## EXERCISE
Reproduce verbatim the data below, from the line containing "task: segment every instance of the black" through the final line, inclusive.

## MATERIALS PROVIDED
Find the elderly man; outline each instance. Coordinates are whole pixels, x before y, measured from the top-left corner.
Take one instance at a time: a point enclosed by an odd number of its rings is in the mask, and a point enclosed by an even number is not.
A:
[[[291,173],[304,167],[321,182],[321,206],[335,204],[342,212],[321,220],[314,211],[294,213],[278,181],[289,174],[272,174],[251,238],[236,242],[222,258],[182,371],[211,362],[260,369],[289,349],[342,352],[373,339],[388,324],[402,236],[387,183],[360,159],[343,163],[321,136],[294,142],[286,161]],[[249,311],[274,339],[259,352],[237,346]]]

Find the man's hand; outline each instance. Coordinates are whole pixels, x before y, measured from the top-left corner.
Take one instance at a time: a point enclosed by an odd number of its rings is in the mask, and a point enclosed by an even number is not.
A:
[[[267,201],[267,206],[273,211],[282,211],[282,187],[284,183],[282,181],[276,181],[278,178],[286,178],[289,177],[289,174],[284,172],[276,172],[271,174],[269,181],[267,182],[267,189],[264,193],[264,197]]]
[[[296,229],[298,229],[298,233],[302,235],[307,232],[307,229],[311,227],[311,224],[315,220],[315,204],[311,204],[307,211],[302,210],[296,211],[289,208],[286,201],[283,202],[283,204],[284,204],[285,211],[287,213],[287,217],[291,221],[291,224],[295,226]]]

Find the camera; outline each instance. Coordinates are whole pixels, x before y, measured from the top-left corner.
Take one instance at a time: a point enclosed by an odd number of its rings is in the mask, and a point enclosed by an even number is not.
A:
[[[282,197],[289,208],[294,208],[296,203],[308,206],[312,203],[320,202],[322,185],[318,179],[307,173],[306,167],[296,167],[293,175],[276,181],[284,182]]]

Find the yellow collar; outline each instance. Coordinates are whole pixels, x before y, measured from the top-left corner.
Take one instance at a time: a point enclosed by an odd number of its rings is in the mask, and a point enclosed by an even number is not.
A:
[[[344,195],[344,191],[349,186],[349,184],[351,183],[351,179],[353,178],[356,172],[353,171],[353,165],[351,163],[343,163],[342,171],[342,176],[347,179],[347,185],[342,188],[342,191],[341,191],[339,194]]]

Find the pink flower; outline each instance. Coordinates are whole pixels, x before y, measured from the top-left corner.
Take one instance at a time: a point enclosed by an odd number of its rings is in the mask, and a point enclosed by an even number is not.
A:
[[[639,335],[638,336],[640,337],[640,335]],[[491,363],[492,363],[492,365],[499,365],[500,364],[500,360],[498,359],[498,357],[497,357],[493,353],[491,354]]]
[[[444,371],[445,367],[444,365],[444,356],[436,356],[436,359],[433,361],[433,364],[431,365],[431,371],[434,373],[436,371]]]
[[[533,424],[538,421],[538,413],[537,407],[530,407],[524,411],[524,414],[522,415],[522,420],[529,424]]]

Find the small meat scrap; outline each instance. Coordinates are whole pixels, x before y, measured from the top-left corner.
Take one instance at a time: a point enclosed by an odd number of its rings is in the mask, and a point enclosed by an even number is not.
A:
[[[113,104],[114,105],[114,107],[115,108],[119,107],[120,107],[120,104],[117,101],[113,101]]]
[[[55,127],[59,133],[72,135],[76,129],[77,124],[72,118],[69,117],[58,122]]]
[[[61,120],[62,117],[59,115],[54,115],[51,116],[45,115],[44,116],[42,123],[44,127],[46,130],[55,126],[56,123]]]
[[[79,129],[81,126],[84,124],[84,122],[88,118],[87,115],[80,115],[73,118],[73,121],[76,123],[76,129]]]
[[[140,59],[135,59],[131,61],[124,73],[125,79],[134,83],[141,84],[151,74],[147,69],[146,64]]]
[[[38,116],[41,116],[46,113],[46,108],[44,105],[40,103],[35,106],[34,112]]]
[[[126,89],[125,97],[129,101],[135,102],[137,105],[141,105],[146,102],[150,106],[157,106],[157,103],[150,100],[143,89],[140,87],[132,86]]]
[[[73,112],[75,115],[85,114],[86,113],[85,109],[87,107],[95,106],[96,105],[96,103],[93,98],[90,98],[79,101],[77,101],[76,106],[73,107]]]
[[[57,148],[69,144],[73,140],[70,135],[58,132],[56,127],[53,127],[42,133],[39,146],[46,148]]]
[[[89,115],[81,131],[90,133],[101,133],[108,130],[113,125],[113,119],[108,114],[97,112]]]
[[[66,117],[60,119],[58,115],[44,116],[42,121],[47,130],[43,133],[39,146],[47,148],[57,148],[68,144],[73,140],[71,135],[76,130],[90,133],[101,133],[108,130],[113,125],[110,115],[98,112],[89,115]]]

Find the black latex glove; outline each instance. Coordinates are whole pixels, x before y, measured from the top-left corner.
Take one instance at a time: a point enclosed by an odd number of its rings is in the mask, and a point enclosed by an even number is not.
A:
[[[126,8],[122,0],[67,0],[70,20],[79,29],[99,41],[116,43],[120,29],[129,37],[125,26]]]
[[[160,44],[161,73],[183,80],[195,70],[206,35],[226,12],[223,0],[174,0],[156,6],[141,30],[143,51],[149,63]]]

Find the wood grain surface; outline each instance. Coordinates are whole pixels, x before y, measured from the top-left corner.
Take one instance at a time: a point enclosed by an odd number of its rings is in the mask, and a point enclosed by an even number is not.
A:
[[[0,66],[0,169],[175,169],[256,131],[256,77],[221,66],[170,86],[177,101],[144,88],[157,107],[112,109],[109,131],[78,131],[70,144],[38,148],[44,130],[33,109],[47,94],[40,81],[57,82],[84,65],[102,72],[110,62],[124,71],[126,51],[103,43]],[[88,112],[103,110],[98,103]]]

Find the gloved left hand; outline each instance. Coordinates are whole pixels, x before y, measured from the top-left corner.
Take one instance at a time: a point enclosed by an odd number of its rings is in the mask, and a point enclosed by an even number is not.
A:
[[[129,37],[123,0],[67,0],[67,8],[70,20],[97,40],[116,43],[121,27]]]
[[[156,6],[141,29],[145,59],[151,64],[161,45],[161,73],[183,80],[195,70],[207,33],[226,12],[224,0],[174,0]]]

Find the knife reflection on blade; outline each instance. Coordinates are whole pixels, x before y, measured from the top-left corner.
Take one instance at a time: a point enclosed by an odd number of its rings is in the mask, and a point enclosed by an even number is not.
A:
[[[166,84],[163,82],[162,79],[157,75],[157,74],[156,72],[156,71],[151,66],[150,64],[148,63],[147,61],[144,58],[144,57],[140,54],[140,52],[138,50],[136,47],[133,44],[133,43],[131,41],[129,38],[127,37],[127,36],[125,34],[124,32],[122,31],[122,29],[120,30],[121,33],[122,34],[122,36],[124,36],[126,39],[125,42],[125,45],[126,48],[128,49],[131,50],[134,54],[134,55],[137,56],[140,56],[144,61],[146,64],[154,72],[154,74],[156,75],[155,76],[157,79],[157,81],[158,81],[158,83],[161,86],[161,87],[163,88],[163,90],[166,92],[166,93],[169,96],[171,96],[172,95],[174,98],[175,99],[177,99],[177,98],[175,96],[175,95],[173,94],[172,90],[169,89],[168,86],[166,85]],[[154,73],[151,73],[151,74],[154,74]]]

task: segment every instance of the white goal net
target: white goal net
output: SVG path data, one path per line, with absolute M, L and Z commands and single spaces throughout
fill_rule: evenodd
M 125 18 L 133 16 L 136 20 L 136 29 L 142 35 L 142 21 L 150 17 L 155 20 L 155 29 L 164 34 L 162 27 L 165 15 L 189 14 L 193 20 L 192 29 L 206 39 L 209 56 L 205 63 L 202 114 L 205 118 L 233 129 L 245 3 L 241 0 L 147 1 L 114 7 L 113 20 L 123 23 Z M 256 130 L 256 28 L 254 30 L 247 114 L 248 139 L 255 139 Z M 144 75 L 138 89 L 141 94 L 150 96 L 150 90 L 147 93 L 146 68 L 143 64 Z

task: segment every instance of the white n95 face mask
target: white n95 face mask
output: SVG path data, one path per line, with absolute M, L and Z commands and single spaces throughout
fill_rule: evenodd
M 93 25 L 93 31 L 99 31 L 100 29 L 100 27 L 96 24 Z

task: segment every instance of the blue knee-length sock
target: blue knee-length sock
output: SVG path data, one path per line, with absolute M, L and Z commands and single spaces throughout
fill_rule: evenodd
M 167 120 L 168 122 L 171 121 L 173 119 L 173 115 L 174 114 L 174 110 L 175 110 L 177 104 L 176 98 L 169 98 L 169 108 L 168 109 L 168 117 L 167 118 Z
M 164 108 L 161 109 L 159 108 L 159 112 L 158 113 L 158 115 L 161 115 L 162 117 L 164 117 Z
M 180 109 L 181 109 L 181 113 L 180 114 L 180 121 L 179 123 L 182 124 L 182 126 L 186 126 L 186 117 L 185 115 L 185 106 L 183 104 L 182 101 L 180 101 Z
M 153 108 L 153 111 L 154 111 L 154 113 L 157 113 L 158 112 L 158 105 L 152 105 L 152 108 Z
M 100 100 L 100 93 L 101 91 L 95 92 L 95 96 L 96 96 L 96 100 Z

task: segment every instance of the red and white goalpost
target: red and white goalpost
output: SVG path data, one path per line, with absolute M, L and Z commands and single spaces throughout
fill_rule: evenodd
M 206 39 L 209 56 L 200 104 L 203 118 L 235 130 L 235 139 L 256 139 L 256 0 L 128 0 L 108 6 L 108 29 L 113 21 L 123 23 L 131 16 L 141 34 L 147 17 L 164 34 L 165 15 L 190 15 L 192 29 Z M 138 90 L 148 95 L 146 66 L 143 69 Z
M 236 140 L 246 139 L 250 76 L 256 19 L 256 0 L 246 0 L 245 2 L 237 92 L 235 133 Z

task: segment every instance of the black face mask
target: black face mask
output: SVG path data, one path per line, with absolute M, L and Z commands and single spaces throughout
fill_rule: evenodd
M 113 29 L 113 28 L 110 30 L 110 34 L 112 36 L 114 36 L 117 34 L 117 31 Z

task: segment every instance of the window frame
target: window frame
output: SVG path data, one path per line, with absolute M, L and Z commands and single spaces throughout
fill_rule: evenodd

## SOLUTION TO THE EXERCISE
task: segment every instance of the black face mask
target: black face mask
output: SVG path data, one path per line, with absolute M, L and Z commands and single spaces throughout
fill_rule: evenodd
M 113 29 L 113 28 L 110 30 L 110 34 L 112 36 L 114 36 L 117 34 L 117 31 Z

task: segment every instance of the window frame
target: window frame
output: SVG path data, one path per line, with absolute M, L and Z commands and single spaces throughout
fill_rule: evenodd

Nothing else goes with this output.